§ **Work to do**
1 > List every person named in the Diwali motorcade article.
2 > Carry on writing the Diwali motorcade article, picking up after its last sentence.

Tag Archives: india

Queens Hindus to celebrate Diwali


By Queens Courier Staff | editorial@queenscourier.com

Photos courtesy of Buddy Singh

BY ASHA MAHADEVAN

After a two-year hiatus, the annual motorcade in Richmond Hill celebrating the Hindu festival of Diwali will drive down Liberty Avenue on Saturday. More than 30 cars will be featured in this celebration of the Festival of Lights, which is traditional to West Indian and Indian communities. Each car will be decorated with flowers, lights and the rich colors associated with the festival. The three best-dressed cars will be awarded cash prizes.

While the motorcade has been an annual event for more than 15 years, the excitement is heightened this year as the event could not be organized the past two years. According to Lakshmee Singh of the Divya Jyoti Association, which organizes the event, the motorcade could not be held in 2012 because city officials were unable to spare the manpower after Hurricane Sandy. In 2013, the association’s request for a permit was denied.

§ **Record set**

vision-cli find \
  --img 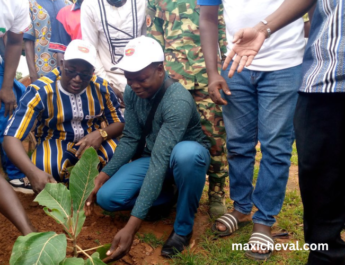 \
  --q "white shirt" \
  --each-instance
[0,0,31,63]
[222,0,305,71]
[81,0,146,92]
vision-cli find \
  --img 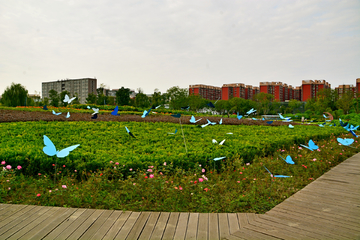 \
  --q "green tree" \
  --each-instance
[1,83,28,107]
[254,92,274,115]
[135,89,150,108]
[86,93,96,104]
[116,87,131,106]
[167,86,188,109]
[49,89,60,107]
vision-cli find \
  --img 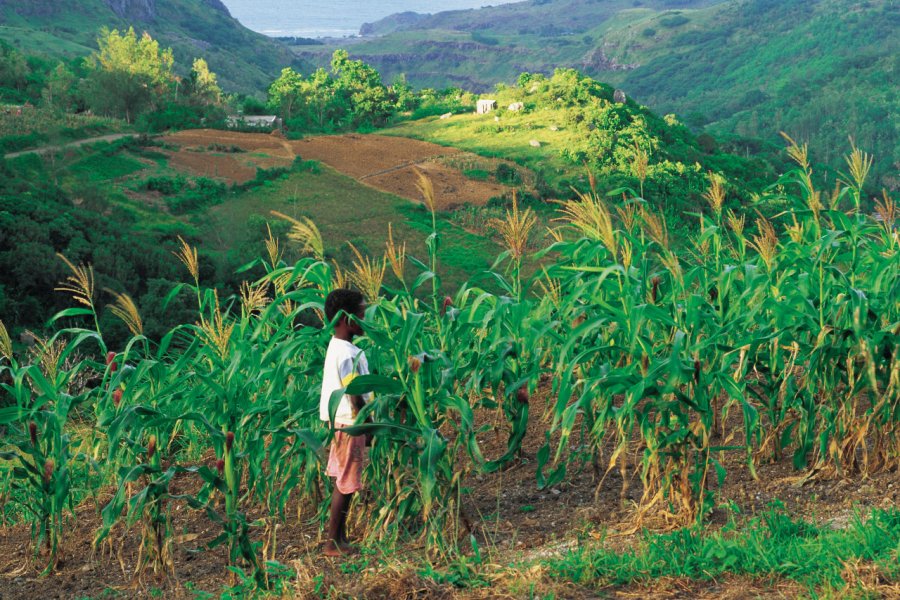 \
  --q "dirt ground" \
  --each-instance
[0,388,900,600]
[162,129,509,210]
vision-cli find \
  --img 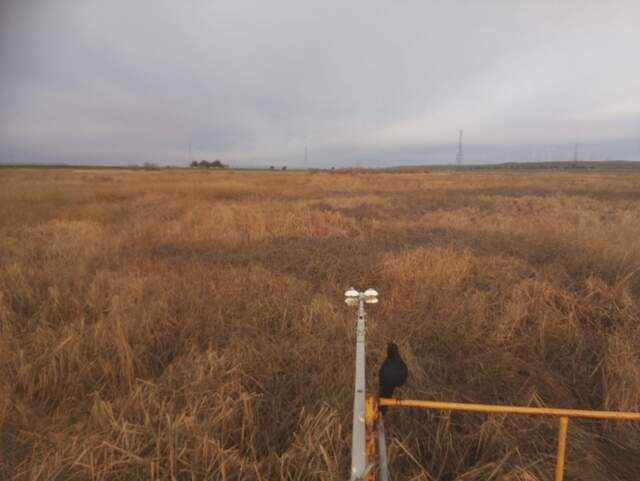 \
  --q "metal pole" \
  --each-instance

§ **Expected answers**
1 > Buddy Singh, Asha Mahadevan, Lakshmee Singh

2 >
The organizers had to get creative and held a “nagar” or fair where participants installed booths and sold traditional Indo-Caribbean clothes, jewelry and food, while attendees enjoyed a cultural show with dancers performing to classical songs.

motorcade 2011 (508)

“This year, for the first time, we are having both the motorcade and the nagar,” said Singh.
The festivities will begin at 3 p.m. with a “havan” or prayer to Lakshmi, the Hindu goddess of wealth, at the Arya Spiritual Center Grounds at 104-20 133rd St. The motorcade will begin from near Sybil’s Bakery at 133rd St. and Liberty Ave. at 5:30 p.m. It will be followed by a cultural program featuring classical singers and dancers.

The Natya Tilakam Dance Company is participating in both the motorcade and the cultural show, said its founder Dana Marajh. “We are performing a fusion of semi-classical tandava [a dance form] and Bollywood,” said Marajh, as she and her team strung lights and hung curtains in preparation to decorate their car.

They are hopeful about winning the motorcade competition and already have plans for the prize money. “If we win, the proceeds will go toward a clothing drive we are doing for Halloween,” said Marajh.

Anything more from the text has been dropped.